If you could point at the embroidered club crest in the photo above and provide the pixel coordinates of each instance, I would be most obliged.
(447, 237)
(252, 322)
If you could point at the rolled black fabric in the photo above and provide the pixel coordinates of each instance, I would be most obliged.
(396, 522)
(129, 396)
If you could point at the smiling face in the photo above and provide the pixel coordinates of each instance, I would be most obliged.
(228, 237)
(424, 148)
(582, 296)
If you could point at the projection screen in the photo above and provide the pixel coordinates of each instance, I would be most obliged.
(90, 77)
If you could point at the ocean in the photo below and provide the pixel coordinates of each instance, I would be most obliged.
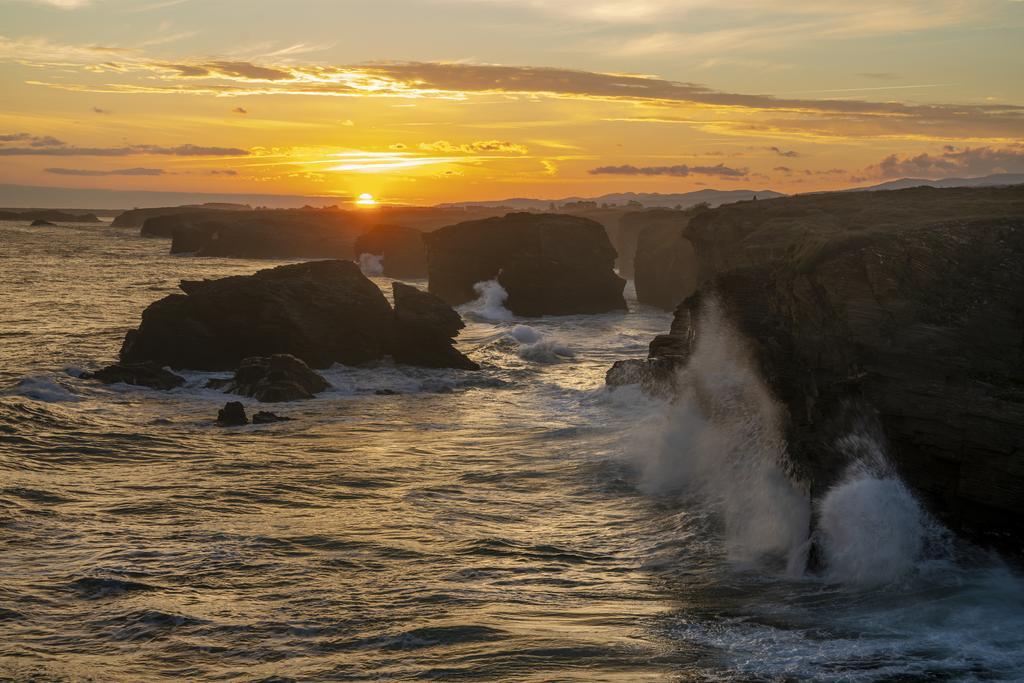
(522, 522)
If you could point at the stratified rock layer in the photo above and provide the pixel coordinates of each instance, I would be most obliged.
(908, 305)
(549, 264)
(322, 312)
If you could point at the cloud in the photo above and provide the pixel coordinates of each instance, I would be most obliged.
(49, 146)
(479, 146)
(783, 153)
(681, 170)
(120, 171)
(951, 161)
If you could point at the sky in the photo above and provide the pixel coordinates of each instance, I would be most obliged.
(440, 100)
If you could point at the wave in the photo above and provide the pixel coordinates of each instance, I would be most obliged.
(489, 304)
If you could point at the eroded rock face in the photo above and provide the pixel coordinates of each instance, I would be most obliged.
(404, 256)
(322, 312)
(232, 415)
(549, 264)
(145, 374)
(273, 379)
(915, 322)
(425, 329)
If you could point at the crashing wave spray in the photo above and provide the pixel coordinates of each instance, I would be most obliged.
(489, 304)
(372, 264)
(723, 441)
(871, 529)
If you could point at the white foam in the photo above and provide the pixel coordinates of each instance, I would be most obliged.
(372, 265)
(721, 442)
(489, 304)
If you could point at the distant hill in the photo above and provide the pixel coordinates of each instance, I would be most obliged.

**EXERCISE OBJECTIVE**
Rewrite all the data above, substituting "very grateful" for every "most obliged" and keeping everything else the same. Omit the pictures from your answer.

**RESULT FOR THIS TASK**
If you could point at the embroidered club crest in the photo above and provide the pixel coordinates of each instance, I would be very grateful.
(447, 237)
(252, 322)
If you could point at the rolled black fabric in the photo above and provide the pixel coordinates of each instance, I would be very grateful.
(396, 522)
(129, 396)
If you could point at the smiling face in the photo above and provide the pixel coordinates of each instance, I would be very grateful.
(228, 237)
(424, 148)
(582, 296)
If you could point at the projection screen in the photo above and provide the pixel coordinates of each instance, I would be very grateful.
(90, 77)
If you could point at the ocean in the photo below and provide the pixel coordinates of each instance, I would be very grateful.
(522, 522)
If you could point at the stratified rock layer in the photo above and provide the pixel coordinates of each instance, I would be very grateful.
(908, 305)
(549, 264)
(322, 312)
If you could point at the cloud in the photo above and provide the pixel coordinates of each instance, I would be very grateful.
(49, 146)
(479, 146)
(783, 153)
(681, 170)
(120, 171)
(951, 161)
If you could point at the sky in the photo above and provide the pixel coordinates of each instance, I would be very grateful.
(440, 100)
If you could point at the wave in the photo above and provide the pixel coordinates of each instance, I would be very grateful.
(489, 304)
If you could point at the eroded rock face in the photo above and provide the pixel coordinates of each instance, I would be very grateful.
(404, 256)
(322, 312)
(232, 415)
(549, 264)
(145, 374)
(273, 379)
(915, 322)
(425, 329)
If you could point at the crashing wave spray in the photo above and provide the pixel coordinates of each instance, I would be very grateful.
(489, 304)
(372, 264)
(723, 441)
(871, 529)
If you could point at the white foam in the photo above and provide the pixel coordinates of each instance, I would be very grateful.
(372, 265)
(721, 442)
(489, 304)
If you could point at the distant hill in the photo above and provide the pixel coordinates of each instance, I would be very grateful.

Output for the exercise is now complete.